START PROVIDED ENTRIES

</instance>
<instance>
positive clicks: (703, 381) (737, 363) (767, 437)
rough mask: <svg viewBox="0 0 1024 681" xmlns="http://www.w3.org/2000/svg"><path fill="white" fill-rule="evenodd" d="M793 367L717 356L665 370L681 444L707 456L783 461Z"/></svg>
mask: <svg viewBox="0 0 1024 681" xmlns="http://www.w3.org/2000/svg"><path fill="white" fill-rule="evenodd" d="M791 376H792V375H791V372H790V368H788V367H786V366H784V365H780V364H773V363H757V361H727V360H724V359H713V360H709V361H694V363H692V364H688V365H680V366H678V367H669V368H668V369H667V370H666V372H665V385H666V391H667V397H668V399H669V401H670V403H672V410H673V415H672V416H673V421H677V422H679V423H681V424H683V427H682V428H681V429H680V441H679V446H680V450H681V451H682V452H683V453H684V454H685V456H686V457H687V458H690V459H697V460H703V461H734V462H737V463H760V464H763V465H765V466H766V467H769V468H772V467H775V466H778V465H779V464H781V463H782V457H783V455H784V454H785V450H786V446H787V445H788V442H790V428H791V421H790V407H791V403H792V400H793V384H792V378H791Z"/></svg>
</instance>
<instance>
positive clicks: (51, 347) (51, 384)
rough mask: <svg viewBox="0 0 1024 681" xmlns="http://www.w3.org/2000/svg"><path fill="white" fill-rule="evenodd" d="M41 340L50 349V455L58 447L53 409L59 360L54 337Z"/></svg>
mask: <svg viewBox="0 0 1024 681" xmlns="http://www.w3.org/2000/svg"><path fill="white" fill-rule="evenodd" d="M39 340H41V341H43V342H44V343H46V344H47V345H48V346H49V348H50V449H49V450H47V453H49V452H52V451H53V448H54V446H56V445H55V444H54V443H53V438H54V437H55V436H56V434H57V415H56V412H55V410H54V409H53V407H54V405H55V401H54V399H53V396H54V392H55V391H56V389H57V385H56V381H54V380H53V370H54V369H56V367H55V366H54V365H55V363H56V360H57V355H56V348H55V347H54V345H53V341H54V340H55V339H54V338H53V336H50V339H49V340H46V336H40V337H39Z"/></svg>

END PROVIDED ENTRIES

PROBLEM DESCRIPTION -> Filter the records above for "positive" and copy every matching line.

OUTPUT ->
positive clicks: (703, 381) (737, 363) (767, 437)
positive clicks: (51, 347) (51, 384)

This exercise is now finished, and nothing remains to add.